When the word "grassy" shows up in a line of the data below, copy that whole line.
INFORMATION GIVEN START
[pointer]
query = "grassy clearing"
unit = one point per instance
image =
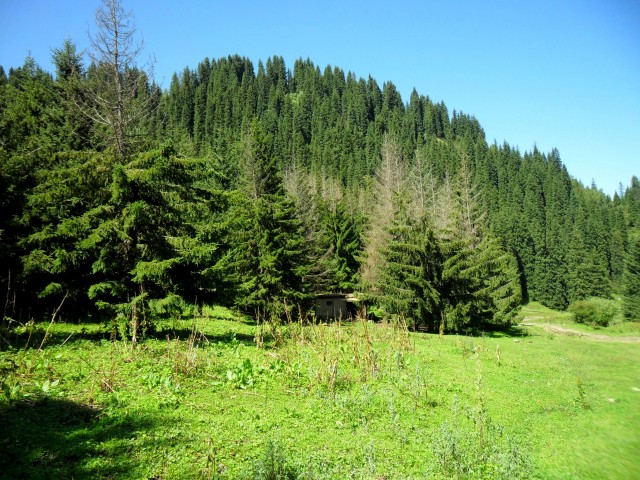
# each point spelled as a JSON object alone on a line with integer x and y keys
{"x": 362, "y": 400}
{"x": 535, "y": 312}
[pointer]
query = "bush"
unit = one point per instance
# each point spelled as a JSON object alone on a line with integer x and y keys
{"x": 594, "y": 311}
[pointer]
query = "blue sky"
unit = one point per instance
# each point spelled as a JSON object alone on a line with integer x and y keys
{"x": 555, "y": 73}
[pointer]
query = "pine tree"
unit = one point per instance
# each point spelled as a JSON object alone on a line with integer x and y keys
{"x": 268, "y": 256}
{"x": 631, "y": 281}
{"x": 410, "y": 278}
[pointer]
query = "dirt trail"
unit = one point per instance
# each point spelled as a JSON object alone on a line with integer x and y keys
{"x": 549, "y": 327}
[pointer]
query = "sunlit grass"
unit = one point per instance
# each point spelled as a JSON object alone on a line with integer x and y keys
{"x": 361, "y": 400}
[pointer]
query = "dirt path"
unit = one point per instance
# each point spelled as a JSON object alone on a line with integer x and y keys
{"x": 559, "y": 329}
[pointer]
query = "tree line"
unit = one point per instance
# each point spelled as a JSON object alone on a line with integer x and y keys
{"x": 260, "y": 187}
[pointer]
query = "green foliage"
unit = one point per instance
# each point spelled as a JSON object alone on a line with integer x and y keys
{"x": 472, "y": 446}
{"x": 273, "y": 465}
{"x": 267, "y": 258}
{"x": 594, "y": 311}
{"x": 631, "y": 281}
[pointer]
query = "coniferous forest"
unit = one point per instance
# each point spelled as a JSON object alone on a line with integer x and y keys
{"x": 260, "y": 186}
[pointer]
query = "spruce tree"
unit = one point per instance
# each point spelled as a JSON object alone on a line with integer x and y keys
{"x": 631, "y": 281}
{"x": 268, "y": 259}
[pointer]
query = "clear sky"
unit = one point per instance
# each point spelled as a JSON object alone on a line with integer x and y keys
{"x": 555, "y": 73}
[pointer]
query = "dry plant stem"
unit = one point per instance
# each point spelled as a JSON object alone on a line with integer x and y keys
{"x": 53, "y": 317}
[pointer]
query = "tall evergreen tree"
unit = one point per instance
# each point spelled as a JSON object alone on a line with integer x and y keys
{"x": 631, "y": 281}
{"x": 268, "y": 256}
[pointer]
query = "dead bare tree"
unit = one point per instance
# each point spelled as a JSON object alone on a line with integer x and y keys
{"x": 119, "y": 98}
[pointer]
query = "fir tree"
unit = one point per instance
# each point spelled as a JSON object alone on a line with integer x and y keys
{"x": 268, "y": 255}
{"x": 631, "y": 281}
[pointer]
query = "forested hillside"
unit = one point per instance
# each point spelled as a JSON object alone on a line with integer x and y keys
{"x": 260, "y": 186}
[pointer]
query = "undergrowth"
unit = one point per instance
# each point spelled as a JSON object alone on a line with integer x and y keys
{"x": 343, "y": 400}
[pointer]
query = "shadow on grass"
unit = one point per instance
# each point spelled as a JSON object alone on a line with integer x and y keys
{"x": 53, "y": 438}
{"x": 513, "y": 331}
{"x": 223, "y": 338}
{"x": 31, "y": 337}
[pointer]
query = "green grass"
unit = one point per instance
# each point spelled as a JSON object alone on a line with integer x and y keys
{"x": 362, "y": 400}
{"x": 538, "y": 313}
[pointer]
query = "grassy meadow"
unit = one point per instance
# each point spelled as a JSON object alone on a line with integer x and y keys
{"x": 366, "y": 400}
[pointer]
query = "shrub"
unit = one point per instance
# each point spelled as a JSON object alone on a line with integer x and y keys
INFORMATION GIVEN END
SOLVED EXERCISE
query = "grassy clearing"
query = "grassy meadow"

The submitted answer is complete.